Trecho selecionado:
Você escreve um pouco todos os dias ou em períodos concentrados? Você tem uma meta de escrita diária?
Escrevo em períodos concentrados. Trabalhando na universidade e com diferentes atribuições profissionais, é inútil estabelecer metas diárias. Talvez outros consigam por serem mais disciplinados. Se tivesse todo o tempo a meu dispor, nem assim escreveria diariamente, em busca de um número de páginas. Não gosto de pensar que a escrita é como uma ginástica ou corrida, a ser realizada todo dia, no mesmo horário, com a mesma duração.
Como é o seu processo de escrita? Uma vez que você compilou notas suficientes, é difícil começar? Como você se move da pesquisa para a escrita?
O que escrevo nasce primeiro no papel, geralmente em anotações em cadernos, desenhos de esquemas e citações às costas das páginas. São anotações que às vezes me acometem do nada, sem hora nem lugar certo. Gosto de lápis 6B e de ficar com os dedos sujos de grafite. Nesse momento, o texto é desenhado. Por vezes, uso outros lápis de cores diferentes para materializar o que quero argumentar. Depois, é necessário passar para o computador, porque o texto acadêmico é longo e muito fundamentado (notas de rodapé, citações) e aí a velocidade do teclado é bem-vinda. Além disso, tenho limitações visuais após um descolamento de retina em 2015, e uma tela de alta definição é de grande valia.
Na fase de lapidação do escrito, é necessário ir e voltar da pesquisa para o texto várias vezes. Isso infelizmente cria algumas repetições e deselegâncias no texto, e a revisão torna-se necessária. É fácil perceber quando um autor que não relê nem revisa o que escreve. Tudo parece despejado, há palavras repetidas, não há construção narrativa, não há clímax: parece alguém falando ao telefone, sem entonação.
Como você lida com as travas da escrita, como a procrastinação, o medo de não corresponder às expectativas e a ansiedade de trabalhar em projetos longos?
Lido mal. Produzir um texto é como se relacionar com outra pessoa, há lampejos de admiração e momentos de reprovação e ódio. Sobre expectativas dos outros, vejo o ambiente acadêmico como competitivo. Os territórios do saber são disputados palmo a palmo, o estado da arte tem que ser indicado a cada momento. Ainda assim, existe espaço para muita colaboração.

Tarefa: No trecho sobre escrita, de que lápis quem responde diz gostar? As linhas não têm relação com o trecho sobre escrita.

Dados fornecidos:
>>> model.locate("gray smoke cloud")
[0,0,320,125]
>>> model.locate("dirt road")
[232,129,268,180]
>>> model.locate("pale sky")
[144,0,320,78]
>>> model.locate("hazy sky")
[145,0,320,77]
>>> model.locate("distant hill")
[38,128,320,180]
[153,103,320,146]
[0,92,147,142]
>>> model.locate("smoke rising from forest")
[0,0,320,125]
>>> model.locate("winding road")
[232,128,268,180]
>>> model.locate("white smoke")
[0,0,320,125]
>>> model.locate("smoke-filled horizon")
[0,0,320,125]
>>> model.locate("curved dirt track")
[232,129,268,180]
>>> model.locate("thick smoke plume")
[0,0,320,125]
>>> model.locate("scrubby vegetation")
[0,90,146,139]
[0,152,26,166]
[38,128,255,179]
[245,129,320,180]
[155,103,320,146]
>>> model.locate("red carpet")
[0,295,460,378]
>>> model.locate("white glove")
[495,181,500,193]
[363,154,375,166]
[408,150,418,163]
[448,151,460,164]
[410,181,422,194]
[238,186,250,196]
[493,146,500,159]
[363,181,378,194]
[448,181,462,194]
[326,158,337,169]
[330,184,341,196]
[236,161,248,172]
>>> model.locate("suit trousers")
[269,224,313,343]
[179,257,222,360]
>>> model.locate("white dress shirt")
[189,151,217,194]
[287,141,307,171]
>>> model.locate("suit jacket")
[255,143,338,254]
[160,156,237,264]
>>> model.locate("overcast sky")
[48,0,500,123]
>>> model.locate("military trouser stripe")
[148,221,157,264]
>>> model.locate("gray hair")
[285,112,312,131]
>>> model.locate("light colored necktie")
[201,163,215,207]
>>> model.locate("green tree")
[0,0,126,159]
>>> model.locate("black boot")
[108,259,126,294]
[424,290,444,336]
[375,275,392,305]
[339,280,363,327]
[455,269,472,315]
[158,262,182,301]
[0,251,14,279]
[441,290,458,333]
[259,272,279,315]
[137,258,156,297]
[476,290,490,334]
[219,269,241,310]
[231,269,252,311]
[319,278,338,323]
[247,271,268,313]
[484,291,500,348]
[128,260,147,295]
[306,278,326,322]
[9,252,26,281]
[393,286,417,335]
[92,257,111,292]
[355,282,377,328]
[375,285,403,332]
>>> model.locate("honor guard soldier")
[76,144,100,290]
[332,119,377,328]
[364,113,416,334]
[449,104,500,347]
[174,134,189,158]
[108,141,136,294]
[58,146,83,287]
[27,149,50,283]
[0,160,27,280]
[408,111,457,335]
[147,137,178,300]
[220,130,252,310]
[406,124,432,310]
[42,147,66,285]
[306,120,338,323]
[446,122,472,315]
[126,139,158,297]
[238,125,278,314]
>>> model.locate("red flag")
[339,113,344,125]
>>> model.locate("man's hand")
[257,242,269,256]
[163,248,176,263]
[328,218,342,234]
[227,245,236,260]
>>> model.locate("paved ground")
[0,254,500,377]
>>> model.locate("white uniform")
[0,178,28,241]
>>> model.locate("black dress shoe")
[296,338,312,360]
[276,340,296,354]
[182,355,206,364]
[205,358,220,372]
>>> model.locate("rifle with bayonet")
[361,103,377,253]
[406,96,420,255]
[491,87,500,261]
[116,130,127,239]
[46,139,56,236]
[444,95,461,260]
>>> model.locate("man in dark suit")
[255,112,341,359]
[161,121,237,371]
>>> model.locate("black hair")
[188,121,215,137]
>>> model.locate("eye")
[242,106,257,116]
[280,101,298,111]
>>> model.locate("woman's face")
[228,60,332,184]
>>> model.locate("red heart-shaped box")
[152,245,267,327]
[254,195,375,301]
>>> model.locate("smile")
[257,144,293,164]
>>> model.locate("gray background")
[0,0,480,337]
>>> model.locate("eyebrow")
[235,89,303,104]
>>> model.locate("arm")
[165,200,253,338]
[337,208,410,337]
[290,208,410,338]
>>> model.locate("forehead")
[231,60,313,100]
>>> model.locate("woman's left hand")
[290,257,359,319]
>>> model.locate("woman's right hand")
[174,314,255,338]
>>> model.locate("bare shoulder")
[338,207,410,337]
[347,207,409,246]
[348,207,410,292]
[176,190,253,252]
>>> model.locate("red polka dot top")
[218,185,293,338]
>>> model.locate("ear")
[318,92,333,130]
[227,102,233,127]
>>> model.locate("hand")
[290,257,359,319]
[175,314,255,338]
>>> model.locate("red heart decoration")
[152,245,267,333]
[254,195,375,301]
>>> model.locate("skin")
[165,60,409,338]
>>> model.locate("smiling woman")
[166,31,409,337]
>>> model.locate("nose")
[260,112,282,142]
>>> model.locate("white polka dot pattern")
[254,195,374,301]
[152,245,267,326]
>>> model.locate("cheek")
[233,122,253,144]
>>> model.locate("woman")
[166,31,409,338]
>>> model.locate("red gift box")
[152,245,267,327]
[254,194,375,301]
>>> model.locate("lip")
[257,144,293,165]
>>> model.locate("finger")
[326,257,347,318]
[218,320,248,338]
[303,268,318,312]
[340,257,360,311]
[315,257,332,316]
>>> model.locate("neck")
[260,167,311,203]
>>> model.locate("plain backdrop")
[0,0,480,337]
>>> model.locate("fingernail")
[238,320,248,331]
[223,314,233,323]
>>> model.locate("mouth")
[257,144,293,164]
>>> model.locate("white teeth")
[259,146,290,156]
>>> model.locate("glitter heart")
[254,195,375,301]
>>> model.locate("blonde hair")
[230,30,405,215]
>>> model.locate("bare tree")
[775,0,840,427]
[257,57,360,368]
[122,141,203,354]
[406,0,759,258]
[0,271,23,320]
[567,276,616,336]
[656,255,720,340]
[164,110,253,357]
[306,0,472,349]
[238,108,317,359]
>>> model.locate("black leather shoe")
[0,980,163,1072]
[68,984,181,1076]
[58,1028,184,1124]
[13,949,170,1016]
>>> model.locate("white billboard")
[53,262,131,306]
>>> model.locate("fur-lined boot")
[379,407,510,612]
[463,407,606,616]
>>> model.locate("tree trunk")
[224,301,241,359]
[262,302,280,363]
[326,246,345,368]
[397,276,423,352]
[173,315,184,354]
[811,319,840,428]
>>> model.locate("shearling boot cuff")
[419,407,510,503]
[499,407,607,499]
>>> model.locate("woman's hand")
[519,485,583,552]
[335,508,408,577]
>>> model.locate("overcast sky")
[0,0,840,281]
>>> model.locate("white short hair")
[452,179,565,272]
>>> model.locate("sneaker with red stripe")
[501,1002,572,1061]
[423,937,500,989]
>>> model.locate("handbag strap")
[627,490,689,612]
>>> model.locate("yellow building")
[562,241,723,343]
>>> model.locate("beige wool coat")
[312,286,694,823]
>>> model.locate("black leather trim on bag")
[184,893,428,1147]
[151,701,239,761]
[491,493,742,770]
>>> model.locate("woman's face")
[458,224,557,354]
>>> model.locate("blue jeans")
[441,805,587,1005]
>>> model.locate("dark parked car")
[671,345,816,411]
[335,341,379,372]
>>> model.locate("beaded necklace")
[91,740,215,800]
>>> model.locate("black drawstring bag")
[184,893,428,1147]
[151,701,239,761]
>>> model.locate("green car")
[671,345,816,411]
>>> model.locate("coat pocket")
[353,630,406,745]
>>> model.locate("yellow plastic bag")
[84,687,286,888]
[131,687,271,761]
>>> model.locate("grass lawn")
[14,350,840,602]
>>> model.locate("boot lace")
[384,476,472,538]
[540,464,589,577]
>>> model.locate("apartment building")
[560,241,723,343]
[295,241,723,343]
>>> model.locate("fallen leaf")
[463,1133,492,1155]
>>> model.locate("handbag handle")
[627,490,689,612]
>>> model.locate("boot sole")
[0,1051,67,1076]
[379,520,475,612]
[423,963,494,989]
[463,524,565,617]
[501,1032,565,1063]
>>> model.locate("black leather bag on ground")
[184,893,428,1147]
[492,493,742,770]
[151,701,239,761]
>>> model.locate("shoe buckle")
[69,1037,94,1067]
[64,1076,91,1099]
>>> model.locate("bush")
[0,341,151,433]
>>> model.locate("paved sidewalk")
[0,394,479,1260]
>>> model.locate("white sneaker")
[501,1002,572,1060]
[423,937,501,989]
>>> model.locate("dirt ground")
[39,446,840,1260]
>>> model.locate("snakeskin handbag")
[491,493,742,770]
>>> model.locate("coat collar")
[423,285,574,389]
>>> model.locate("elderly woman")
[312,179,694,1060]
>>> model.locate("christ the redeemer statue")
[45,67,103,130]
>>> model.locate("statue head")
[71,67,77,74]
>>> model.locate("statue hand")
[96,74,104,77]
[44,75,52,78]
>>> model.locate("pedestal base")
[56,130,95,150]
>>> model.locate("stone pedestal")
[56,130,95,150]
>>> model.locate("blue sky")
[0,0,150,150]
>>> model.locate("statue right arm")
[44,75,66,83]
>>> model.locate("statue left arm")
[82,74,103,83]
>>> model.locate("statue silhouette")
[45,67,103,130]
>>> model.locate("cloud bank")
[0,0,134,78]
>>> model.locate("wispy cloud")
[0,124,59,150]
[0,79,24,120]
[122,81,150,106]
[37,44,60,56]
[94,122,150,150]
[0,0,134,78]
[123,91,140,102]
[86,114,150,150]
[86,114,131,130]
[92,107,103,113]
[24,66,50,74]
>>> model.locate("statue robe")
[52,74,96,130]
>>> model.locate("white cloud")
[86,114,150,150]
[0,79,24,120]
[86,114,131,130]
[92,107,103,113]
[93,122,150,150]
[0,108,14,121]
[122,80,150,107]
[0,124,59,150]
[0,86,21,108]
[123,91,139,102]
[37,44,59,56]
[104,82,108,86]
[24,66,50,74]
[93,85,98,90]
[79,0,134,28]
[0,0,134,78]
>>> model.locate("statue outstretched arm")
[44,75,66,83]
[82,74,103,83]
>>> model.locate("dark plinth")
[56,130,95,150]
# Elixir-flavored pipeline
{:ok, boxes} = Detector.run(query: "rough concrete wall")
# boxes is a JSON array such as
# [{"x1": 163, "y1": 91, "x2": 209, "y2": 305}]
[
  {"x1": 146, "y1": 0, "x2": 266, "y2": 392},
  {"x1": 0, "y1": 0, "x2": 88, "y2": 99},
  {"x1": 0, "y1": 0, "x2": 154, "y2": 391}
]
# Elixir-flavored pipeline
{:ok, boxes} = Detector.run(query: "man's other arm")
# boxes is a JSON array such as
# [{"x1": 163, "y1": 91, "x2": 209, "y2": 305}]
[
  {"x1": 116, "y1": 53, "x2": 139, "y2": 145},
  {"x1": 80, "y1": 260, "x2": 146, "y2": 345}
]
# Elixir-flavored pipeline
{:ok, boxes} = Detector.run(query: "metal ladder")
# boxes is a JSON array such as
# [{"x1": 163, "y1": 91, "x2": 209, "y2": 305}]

Resposta completa: Do lápis 6B.